### Exercise instructions
Every entry needs to be printed exactly, please.

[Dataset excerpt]
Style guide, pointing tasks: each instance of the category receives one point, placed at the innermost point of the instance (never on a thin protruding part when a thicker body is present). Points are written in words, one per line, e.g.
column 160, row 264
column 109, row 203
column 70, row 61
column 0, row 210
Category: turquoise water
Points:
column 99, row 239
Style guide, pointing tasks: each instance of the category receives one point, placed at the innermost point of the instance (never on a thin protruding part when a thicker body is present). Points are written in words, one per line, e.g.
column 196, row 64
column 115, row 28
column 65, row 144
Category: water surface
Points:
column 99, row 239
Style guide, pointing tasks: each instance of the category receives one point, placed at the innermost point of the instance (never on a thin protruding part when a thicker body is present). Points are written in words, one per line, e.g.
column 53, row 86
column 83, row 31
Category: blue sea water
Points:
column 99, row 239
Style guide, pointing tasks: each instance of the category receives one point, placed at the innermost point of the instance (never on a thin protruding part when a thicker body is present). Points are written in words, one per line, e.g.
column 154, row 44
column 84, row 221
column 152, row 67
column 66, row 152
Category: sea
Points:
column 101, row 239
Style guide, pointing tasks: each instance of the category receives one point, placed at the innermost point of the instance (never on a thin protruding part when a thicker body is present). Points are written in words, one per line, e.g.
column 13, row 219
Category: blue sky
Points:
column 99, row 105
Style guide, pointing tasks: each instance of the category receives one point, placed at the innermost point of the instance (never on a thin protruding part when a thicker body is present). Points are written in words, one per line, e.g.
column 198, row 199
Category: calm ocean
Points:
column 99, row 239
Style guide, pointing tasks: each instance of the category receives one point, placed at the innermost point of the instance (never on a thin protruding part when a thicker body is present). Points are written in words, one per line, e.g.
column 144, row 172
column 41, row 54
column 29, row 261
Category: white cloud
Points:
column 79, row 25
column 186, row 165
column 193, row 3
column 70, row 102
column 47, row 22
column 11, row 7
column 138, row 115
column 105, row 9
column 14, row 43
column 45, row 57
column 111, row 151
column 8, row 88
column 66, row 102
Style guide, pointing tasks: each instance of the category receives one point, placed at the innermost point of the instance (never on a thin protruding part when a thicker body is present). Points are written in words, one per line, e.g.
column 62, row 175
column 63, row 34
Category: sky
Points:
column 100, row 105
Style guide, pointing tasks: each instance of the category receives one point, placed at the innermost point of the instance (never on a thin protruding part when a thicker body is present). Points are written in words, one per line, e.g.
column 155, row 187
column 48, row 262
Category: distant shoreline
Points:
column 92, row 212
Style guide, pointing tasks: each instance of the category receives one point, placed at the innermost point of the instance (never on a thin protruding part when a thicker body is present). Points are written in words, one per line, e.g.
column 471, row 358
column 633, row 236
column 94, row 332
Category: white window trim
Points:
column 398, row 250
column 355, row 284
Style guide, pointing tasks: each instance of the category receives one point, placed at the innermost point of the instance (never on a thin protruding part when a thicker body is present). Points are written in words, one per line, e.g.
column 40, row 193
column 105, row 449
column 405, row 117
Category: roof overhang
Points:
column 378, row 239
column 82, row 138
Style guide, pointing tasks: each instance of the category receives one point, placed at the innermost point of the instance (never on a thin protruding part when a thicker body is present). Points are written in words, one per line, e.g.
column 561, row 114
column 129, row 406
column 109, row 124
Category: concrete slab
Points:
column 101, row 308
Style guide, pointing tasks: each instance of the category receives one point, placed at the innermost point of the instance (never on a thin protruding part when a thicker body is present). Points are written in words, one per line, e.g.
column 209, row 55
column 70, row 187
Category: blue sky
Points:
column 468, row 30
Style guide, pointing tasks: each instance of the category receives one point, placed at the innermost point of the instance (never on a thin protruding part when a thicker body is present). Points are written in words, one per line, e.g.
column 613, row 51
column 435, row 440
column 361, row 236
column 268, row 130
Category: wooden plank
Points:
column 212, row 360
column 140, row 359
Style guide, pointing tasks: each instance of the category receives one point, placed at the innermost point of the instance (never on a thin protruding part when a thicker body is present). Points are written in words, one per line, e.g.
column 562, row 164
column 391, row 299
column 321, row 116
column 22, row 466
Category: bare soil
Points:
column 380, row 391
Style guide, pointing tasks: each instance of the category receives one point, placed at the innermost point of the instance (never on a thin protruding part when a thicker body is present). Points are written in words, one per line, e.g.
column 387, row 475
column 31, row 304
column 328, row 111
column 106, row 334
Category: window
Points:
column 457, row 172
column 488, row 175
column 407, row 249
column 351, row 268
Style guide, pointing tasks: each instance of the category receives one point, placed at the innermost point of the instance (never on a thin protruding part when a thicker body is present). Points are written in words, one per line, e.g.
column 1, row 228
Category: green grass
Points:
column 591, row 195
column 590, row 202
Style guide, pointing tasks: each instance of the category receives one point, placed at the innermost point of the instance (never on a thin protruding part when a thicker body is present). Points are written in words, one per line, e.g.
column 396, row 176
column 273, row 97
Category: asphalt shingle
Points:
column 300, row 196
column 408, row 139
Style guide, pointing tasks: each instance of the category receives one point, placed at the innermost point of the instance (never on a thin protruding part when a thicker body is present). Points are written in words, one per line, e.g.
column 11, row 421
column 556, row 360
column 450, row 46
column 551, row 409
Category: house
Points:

### Written response
Style guide, pointing tasks: each instance of the category receives one point, placed at the innermost point of the instance (never on a thin protruding part when a thicker body is present). Points are written in words, one per line, e.g.
column 160, row 264
column 109, row 203
column 70, row 61
column 0, row 210
Category: turquoise water
Points:
column 99, row 239
Style guide, pointing tasks: each instance of the category receives one point, placed at the innermost point of the instance (never on a thin protruding part when a thicker body is present). Points are written in words, one per line, e.g.
column 196, row 64
column 115, row 28
column 65, row 144
Category: water surface
Points:
column 99, row 239
Style guide, pointing tasks: each instance of the category receives one point, placed at the innermost point of the instance (never on a thin protruding part when a thicker body is present). Points are written in words, one per line, e.g.
column 53, row 86
column 83, row 31
Category: blue sea water
Points:
column 99, row 239
Style guide, pointing tasks: each instance of the category receives one point, placed at the innermost point of the instance (never on a thin protruding part when a thicker body is present). Points are written in words, one per line, e.g.
column 154, row 44
column 84, row 221
column 152, row 67
column 66, row 152
Category: sea
Points:
column 101, row 239
Style guide, pointing tasks: each instance of the category receives one point, placed at the innermost point of the instance (never on a thin protruding part when a thicker body is present). Points are written in words, one per line, e.g.
column 13, row 219
Category: blue sky
Points:
column 99, row 105
Style guide, pointing tasks: each instance of the category receives one point, placed at the innermost point of the instance (never on a thin protruding part when a thicker body is present). Points are written in words, one per line, e.g.
column 198, row 199
Category: calm ocean
Points:
column 99, row 239
Style guide, pointing tasks: each instance of the category receives one point, placed at the innermost point of the instance (never on a thin protruding part when a thicker body is present). Points are written in words, one per line, e.g.
column 144, row 172
column 41, row 54
column 29, row 261
Category: white cloud
Points:
column 79, row 25
column 186, row 165
column 193, row 3
column 70, row 102
column 47, row 22
column 11, row 7
column 138, row 115
column 105, row 9
column 14, row 43
column 45, row 57
column 111, row 151
column 8, row 88
column 66, row 102
Style guide, pointing tasks: each instance of the category receives one point, placed at the innermost point of the instance (never on a thin protruding part when a thicker body is present). Points are written in words, one per line, e.g.
column 62, row 175
column 63, row 34
Category: sky
Points:
column 100, row 105
Style guide, pointing tasks: each instance of the category receives one point, placed at the innermost point of the instance (never on a thin protruding part when a thicker body is present). Points are written in words, one per line, e.g.
column 155, row 187
column 48, row 262
Category: distant shoreline
Points:
column 92, row 212
Style guide, pointing tasks: each instance of the category receives one point, placed at the innermost point of the instance (never on a thin protruding part when a thicker body is present). Points are written in words, one per line, e.g.
column 471, row 358
column 633, row 236
column 94, row 332
Category: white window trim
Points:
column 398, row 250
column 355, row 284
Style guide, pointing tasks: each instance of the category receives one point, placed at the innermost point of the instance (never on a thin protruding part when a thicker body is present). Points are written in words, one per line, e.g.
column 40, row 193
column 105, row 449
column 405, row 117
Category: roof overhang
Points:
column 378, row 239
column 82, row 138
Style guide, pointing tasks: each instance of the category receives one point, placed at the innermost point of the instance (never on a thin protruding part when a thicker body is present). Points are written in words, one per line, e.g.
column 561, row 114
column 129, row 406
column 109, row 124
Category: concrete slab
Points:
column 101, row 308
Style guide, pointing tasks: each instance of the category receives one point, placed at the innermost point of the instance (never on a thin protruding part when a thicker body is present). Points are written in words, one per line, e.g.
column 209, row 55
column 70, row 187
Category: blue sky
Points:
column 468, row 30
Style guide, pointing tasks: each instance of the category receives one point, placed at the innermost point of the instance (never on a thin protruding part when a thicker body is present). Points are written in words, one per line, e.g.
column 613, row 51
column 435, row 440
column 361, row 236
column 268, row 130
Category: wooden plank
Points:
column 212, row 360
column 140, row 359
Style guide, pointing tasks: each instance of the category receives one point, placed at the innermost point of the instance (never on a thin protruding part when a thicker body is present). Points are written in words, one per line, e.g.
column 562, row 164
column 391, row 299
column 321, row 116
column 22, row 466
Category: bare soil
Points:
column 380, row 391
Style guide, pointing tasks: each instance of the category receives one point, placed at the innermost point of the instance (never on a thin protruding part when a thicker body is present). Points are written in words, one per line, e.g.
column 387, row 475
column 31, row 304
column 328, row 111
column 106, row 334
Category: window
Points:
column 457, row 172
column 488, row 175
column 407, row 249
column 351, row 268
Style guide, pointing tasks: each instance of the category receives one point, placed at the innermost point of the instance (never on a thin protruding part when a thicker body is present). Points are written in words, one per line, e.g.
column 1, row 228
Category: green grass
Points:
column 591, row 195
column 590, row 202
Style guide, pointing tasks: each instance of the category receives one point, placed at the innermost point of the instance (never on a thin protruding part when a thicker body is present). Points are written in words, one per line, e.g.
column 396, row 176
column 273, row 97
Category: asphalt shingle
Points:
column 300, row 196
column 408, row 139
Style guide, pointing tasks: each instance of the category receives one point, placed at the innermost point of the instance (never on a thin protruding part when a thicker body is present). Points are written in words, one per line, e.g.
column 11, row 421
column 556, row 360
column 450, row 46
column 551, row 409
Category: house
Points:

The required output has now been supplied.